> _What needs to be done_
Turn the listing below into a Markdown table with the columns "Row" and "Listing line": number each line of the listing in order, put the line itself in the second column, and leave out blank lines.

> _Given data_
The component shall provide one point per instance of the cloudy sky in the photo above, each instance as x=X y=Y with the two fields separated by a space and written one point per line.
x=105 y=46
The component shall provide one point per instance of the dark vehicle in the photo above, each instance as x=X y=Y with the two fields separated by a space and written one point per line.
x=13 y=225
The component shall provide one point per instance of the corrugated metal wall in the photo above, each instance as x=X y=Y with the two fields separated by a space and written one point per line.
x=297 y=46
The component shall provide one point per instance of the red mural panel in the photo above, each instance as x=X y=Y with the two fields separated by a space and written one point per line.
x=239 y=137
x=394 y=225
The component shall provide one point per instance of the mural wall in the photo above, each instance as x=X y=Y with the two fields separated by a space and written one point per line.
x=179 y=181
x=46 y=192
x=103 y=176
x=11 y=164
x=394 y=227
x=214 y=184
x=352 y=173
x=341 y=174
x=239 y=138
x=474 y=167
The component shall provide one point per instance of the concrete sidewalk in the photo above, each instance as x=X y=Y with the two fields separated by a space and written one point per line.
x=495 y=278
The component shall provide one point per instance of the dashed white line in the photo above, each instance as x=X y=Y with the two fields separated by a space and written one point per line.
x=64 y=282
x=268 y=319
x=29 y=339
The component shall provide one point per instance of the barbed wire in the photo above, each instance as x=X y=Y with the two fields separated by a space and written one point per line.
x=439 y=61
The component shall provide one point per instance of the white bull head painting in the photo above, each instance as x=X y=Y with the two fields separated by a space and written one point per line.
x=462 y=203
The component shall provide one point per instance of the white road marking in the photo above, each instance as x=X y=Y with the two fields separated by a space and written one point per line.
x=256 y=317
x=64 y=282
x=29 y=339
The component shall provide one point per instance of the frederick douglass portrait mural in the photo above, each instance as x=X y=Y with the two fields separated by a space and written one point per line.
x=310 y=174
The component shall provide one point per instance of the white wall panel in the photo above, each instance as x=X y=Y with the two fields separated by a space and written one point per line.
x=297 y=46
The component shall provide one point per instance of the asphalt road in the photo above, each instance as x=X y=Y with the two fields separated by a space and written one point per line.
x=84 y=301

> _Answer for the task_
| Row | Listing line |
|---|---|
| 1 | The component shall provide one point per instance of the cloudy sky in the photo above, each instance as x=X y=Y with the two fields separated by a space and written one point per line. |
| 2 | x=105 y=46 |
| 3 | The component shall provide one point per instance of the dark vehicle in the photo above, each instance as x=X y=Y with the two fields separated by a space and written one point per line. |
| 4 | x=13 y=225 |
| 5 | The component shall provide one point per instance of the corrugated metal wall in the photo above, each instance as x=X y=Y with the two fields separated by a space and written one point per line. |
| 6 | x=297 y=46 |
| 7 | The component shall provide one point per instance of the red mural panel in the photo above, each instance as x=X y=Y with the two fields separated by a space and written one point per line. |
| 8 | x=239 y=137 |
| 9 | x=394 y=225 |
| 10 | The component shall provide one point per instance of the mural wall in the photo above, each instance as x=X y=Y with the two fields separated by a space and written one point per line. |
| 11 | x=179 y=181 |
| 12 | x=46 y=192 |
| 13 | x=103 y=176 |
| 14 | x=11 y=164 |
| 15 | x=394 y=227 |
| 16 | x=214 y=184 |
| 17 | x=352 y=173 |
| 18 | x=341 y=174 |
| 19 | x=239 y=138 |
| 20 | x=474 y=167 |
| 21 | The component shall provide one point per instance of the concrete sidewalk in the photo above, each instance as x=X y=Y with the two fields separated by a space and written one point per line. |
| 22 | x=495 y=278 |
| 23 | The component shall provide one point per instance of the dashed white line in the photo above, each instance as x=X y=Y with the two fields separated by a space and written one point per line. |
| 24 | x=64 y=282 |
| 25 | x=268 y=319 |
| 26 | x=29 y=339 |
| 27 | The component shall provide one point per instance of the barbed wire in the photo above, each instance as x=X y=Y with the two fields separated by a space and written one point per line. |
| 28 | x=439 y=61 |
| 29 | The component shall provide one point per instance of the white bull head painting in the photo above, each instance as x=X y=Y with the two fields separated by a space and written one point per line. |
| 30 | x=462 y=203 |
| 31 | The component shall provide one point per instance of the white road marking in the photo above, each instance as x=X y=Y with the two fields separated by a space and written one point per line. |
| 32 | x=256 y=317 |
| 33 | x=64 y=282 |
| 34 | x=29 y=339 |
| 35 | The component shall provide one point per instance of the frederick douglass portrait mural in the photo above, each instance as x=X y=Y with the two fields separated by a space and written one point per line. |
| 36 | x=310 y=174 |
| 37 | The component shall provide one point per instance of the white wall panel in the photo above, each instance as x=X y=Y with the two fields separated by a space and written one point per line. |
| 38 | x=297 y=46 |
| 39 | The component shall provide one point per instance of the asphalt road in the photo above, each instance as x=X y=Y with the two fields separated by a space and written one point per line. |
| 40 | x=84 y=301 |